• [Source document]:
------------------------------------------------
Wednesday, 20 March 2013

Reasons for studying H817

Hi there,
I'm studying this course as I'm completely mystified about MOOCs and how they work, particularly how collaboration and support and accreditation take place in the MOOC environment.
Background - teacher wanting to keep at the cutting edge of developments in technology-enhanced learning.

Wednesday, 6 March 2013

Significant new technologies


Significant new technologies



Technology
How long used for educational purposes by my organisation
How long used for educational purposes by me



Cloud computing
X
X
Mobile/cell phone
X
X
Open content
2 years
2 years
Tablet computing
2 years
2 years
Game-based learning
X
X
Learning analytics
X
X
New scholarship
X
X
Semantic applications
X
X
Augmented reality
X
X
Collective intelligence
3 years
3 years
Smart objects
X
X
Telepresence
X
X


3 technologies I would like my organization to adopt

Mobile ‘phones
·      Great tools, increasingly ubiquitous, and the organization does not have to buy them a learners increasingly have their own.
------------------------------------------------
• [Excerpts of labeled region data]:
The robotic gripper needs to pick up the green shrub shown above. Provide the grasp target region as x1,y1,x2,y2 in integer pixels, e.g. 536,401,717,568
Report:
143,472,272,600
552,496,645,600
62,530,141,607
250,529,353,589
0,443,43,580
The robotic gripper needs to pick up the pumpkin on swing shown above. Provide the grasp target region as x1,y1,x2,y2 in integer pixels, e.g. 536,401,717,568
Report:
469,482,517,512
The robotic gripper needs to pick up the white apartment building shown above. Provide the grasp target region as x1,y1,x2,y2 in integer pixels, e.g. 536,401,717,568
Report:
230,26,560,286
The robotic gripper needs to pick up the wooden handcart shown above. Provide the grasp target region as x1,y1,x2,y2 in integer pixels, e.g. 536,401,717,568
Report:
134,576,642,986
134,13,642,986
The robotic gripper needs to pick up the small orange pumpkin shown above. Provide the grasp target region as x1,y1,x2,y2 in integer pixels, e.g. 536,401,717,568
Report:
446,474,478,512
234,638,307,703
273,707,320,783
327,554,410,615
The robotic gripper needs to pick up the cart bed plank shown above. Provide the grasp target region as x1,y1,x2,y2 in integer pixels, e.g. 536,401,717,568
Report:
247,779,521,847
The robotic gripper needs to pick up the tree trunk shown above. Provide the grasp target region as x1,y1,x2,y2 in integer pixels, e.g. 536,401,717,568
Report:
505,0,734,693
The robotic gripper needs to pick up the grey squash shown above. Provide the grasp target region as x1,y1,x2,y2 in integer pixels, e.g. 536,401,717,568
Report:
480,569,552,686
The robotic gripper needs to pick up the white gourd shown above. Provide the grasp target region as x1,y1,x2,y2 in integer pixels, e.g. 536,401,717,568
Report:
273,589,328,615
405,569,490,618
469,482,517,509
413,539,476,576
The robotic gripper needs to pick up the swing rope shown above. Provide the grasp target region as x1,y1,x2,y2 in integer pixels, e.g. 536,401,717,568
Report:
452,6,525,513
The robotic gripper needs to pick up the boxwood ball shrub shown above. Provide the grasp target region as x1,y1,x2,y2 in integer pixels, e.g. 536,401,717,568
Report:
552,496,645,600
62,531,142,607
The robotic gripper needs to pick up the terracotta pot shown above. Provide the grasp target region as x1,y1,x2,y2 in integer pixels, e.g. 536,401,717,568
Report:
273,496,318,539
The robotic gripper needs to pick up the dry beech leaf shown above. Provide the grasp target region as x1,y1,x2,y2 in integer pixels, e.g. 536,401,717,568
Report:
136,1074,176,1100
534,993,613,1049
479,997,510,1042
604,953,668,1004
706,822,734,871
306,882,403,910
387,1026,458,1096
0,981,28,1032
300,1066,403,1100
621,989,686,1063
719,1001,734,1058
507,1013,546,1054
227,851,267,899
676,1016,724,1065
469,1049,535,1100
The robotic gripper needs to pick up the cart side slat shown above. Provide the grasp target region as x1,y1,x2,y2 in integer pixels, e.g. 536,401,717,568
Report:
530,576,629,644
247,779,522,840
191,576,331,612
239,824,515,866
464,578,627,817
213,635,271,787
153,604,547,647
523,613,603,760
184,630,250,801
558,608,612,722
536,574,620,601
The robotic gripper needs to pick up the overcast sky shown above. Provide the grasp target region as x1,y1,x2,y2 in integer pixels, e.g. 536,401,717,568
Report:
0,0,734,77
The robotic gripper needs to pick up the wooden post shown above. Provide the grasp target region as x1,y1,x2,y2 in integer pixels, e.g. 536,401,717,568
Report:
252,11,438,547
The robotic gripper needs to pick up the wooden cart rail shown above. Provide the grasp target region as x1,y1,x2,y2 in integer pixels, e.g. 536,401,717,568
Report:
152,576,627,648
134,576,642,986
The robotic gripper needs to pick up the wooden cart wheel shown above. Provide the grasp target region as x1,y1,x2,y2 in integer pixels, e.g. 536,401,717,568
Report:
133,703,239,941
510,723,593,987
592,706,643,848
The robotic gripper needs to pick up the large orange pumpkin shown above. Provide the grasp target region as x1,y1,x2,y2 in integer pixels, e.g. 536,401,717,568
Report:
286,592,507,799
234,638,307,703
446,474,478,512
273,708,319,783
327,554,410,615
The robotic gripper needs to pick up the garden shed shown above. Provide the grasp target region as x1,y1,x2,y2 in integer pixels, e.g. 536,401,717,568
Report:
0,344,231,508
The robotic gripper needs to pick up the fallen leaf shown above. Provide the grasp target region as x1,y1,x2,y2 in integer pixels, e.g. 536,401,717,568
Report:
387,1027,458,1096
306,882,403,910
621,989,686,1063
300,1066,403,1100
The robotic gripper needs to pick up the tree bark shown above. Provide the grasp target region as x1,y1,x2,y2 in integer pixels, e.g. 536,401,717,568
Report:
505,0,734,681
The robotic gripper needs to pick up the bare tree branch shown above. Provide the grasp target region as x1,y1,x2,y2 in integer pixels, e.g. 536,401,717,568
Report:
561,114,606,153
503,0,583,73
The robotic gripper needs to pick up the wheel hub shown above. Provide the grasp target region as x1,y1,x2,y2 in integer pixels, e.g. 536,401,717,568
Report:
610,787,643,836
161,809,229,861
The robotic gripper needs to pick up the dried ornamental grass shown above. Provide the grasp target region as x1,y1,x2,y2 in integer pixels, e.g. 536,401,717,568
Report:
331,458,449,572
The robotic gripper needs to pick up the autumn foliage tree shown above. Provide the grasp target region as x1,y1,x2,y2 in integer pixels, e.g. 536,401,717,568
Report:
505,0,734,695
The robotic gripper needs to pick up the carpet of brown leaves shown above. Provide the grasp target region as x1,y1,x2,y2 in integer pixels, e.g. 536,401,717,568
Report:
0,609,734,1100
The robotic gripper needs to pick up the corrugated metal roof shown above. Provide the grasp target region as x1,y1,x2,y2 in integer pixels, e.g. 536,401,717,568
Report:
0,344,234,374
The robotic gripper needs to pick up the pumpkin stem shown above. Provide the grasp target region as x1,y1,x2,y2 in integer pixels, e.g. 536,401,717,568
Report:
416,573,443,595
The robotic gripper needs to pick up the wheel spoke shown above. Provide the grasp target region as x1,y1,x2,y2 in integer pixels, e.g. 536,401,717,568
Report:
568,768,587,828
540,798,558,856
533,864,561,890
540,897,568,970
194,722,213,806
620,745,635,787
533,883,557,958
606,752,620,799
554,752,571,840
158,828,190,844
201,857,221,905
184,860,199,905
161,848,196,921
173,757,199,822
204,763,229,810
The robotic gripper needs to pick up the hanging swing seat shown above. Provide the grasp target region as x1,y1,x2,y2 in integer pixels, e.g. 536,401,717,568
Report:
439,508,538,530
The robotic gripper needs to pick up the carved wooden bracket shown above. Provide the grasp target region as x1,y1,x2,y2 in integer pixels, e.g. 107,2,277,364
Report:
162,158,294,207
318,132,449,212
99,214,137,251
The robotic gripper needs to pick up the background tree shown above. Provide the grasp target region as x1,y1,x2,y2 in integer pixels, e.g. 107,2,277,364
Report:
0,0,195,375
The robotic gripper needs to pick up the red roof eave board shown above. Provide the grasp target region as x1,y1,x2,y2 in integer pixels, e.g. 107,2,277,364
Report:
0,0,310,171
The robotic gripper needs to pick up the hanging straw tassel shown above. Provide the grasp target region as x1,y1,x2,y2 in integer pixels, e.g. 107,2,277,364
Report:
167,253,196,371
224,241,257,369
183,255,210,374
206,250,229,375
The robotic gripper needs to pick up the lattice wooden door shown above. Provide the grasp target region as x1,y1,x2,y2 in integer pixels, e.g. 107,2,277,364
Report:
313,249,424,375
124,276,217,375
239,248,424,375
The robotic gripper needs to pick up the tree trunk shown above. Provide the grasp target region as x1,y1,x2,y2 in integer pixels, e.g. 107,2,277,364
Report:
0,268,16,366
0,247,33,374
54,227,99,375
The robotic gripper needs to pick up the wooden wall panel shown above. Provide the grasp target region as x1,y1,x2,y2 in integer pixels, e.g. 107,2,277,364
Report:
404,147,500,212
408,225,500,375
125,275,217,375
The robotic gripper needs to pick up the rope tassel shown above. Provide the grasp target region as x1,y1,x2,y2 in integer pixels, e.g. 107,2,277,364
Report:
------------------------------------------------
• [Task list]:
1. Translate this sentence from the H817 blog post into Spanish: "I'm studying this course as I'm completely mystified about MOOCs and how they work, particularly how collaboration and support and accreditation take place in the MOOC environment."
2. Proceed with the H817 blog post from the point where it stops.

• [Task results]:
1. Estoy cursando esta asignatura porque los MOOC y su funcionamiento me resultan un completo misterio, en particular cómo se llevan a cabo la colaboración, el apoyo y la acreditación en el entorno MOOC.

2.
·      For English language learning they offer some innovative new pedagogical approaches – e.g. take a photo representing a classic English idiom and post to the class blog for peer-review and comments from fellow learners.

Game-based Learning
·      Most of my students are children or teenagers.
·      The male ones do nothing but play computer games.
·      My efforts to inspire them in the joys of reading are not gaining much traction.
·      Therefore I would love to channel their enthusiasms for gaming towards things that will help them learn.
·      I’m not so interested in simulating real-life environments, I’m more interested on how your average teenager with a passion for Halo inadvertently improves his English whilst playing.

Learning Analytics
·      This whole area intuitively excites me.
·      I think I read somewhere that it already applies quite well in language learning environments.
·      Well, I haven’t used them at all, so I’d like to learn more – seems very useful if it enables students to identify which areas they are weak in, and to focus on improving those areas.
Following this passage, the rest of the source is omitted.